[Referring expression pointing data]

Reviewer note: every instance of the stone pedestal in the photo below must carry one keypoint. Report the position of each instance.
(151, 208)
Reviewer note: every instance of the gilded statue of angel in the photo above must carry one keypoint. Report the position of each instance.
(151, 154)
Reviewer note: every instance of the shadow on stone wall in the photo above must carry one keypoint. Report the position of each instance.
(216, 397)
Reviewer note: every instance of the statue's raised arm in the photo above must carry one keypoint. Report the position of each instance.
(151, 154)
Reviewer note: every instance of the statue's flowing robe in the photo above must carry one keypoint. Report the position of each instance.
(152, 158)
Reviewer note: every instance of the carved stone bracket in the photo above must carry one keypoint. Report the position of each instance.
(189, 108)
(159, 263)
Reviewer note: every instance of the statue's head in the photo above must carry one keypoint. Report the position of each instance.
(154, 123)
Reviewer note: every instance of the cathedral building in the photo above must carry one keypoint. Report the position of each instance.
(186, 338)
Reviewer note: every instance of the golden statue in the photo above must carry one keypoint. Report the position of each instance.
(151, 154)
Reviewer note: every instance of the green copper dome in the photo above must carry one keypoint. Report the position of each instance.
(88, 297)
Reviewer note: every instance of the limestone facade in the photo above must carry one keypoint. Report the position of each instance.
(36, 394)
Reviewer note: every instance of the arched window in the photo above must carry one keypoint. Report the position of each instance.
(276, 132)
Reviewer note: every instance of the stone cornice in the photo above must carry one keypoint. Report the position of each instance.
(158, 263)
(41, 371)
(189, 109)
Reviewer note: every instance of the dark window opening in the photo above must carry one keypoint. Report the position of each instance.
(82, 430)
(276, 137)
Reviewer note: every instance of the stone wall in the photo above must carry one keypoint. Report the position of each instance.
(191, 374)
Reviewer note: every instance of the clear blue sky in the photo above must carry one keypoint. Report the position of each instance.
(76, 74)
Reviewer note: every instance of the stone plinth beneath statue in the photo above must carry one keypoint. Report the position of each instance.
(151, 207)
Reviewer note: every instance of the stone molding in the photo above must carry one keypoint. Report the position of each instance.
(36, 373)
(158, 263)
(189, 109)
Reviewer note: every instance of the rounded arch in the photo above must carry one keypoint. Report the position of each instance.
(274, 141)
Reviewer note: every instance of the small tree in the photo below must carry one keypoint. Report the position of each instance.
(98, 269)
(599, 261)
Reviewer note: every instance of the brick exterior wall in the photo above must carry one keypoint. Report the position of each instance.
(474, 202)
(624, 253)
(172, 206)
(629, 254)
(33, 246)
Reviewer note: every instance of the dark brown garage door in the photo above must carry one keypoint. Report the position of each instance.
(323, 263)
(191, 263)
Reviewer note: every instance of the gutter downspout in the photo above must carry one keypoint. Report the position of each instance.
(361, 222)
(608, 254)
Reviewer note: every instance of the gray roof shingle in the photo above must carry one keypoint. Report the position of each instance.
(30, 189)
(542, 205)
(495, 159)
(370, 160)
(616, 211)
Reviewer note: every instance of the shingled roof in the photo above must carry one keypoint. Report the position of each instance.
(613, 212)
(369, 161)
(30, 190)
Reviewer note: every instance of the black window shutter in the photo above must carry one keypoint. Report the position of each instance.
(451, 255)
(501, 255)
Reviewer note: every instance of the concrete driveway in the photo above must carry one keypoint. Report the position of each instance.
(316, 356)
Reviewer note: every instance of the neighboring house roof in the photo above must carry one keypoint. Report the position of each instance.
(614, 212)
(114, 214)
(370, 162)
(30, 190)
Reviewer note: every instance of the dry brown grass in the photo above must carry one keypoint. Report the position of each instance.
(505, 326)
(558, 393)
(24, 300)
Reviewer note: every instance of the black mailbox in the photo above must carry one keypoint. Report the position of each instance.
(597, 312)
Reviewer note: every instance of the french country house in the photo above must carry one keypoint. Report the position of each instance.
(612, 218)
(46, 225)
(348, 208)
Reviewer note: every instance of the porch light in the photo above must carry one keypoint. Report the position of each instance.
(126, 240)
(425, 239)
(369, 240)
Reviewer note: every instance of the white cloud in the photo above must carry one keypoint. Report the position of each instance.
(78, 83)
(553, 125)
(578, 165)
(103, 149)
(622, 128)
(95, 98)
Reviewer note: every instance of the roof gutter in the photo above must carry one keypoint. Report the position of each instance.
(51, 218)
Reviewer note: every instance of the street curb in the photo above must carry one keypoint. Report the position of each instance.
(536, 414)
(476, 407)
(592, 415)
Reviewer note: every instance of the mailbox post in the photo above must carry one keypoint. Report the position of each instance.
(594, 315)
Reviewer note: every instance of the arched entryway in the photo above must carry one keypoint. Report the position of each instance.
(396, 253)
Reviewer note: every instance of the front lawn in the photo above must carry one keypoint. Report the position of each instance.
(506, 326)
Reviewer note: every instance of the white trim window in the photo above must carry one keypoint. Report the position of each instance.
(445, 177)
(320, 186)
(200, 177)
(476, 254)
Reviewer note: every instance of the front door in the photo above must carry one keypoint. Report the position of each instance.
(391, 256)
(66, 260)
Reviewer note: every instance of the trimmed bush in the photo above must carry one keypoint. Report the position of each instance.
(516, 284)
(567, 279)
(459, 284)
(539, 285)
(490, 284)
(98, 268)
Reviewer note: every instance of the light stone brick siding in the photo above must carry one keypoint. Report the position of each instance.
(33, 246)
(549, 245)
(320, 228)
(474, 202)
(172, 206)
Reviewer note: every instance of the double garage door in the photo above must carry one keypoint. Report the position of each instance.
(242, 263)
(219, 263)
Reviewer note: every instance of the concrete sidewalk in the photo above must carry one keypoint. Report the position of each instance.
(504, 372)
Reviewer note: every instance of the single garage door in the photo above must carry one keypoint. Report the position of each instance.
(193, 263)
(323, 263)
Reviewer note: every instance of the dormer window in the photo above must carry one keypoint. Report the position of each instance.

▸ What you have to do
Only these lines should appear in the reply: the one containing "Reviewer note: every instance of the mailbox", the last line of the data, and all lines between them, each copied exactly.

▸ Response to this task
Reviewer note: every instance of the mailbox post in the photo above must carry one keypoint. Report the position of each instance.
(594, 315)
Reviewer note: every instance of the arched entryway in the photo above must carry one keypoint. Report the position of each instance.
(396, 253)
Reviewer note: every instance of the front lawn in the photo above must carry one keypoint. Report the position of each instance.
(506, 326)
Reviewer note: every instance of the white trim window in the photo above must carry one keypoint. Report the position of each instance.
(445, 177)
(320, 186)
(200, 177)
(476, 254)
Reviewer note: every instance of the front door in the photo above must carry one keypoint. Report the position of each instance.
(391, 256)
(66, 260)
Reviewer note: every instance of the trimmed bush in the photo above must carry one keypoint. Report the position of each instance.
(516, 284)
(567, 279)
(459, 284)
(539, 285)
(490, 284)
(98, 268)
Reviewer note: every instance of the light stone brick siding in the photo above must carry one keypoint. Report the position of each instance.
(33, 246)
(549, 245)
(320, 228)
(474, 202)
(172, 206)
Reviewer note: every instance of the double garage door in the photo above must carry one keypoint. Report the position of each instance.
(242, 263)
(219, 263)
Reviewer note: every instance of the concrete sidewalk in the photo above must carry one keypoint. Report the position of each instance.
(504, 372)
Reviewer note: every instance of the single garage door in the photo above must carry one keypoint. Report the position of each instance.
(193, 263)
(323, 263)
Reviewer note: every instance of the dormer window in the photo above must carry one keypoint. Report the position of each instance.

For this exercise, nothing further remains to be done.